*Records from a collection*
● ● ● ● ●
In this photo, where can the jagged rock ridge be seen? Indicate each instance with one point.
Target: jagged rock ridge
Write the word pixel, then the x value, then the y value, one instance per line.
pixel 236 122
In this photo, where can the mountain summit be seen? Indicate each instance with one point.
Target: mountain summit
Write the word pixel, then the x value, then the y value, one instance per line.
● ● ● ● ●
*Task statement*
Keep to the lines from the one containing "Target: jagged rock ridge" to the end of the entries above, and retype them exactly.

*Solution to this task*
Target: jagged rock ridge
Write the word pixel, then the x value, then the y value, one instance per line.
pixel 236 122
In this photo, where can the mountain summit be seen? Indicate each instance with one point.
Target: mountain summit
Write the word pixel, then the x value, then the y value, one instance per line.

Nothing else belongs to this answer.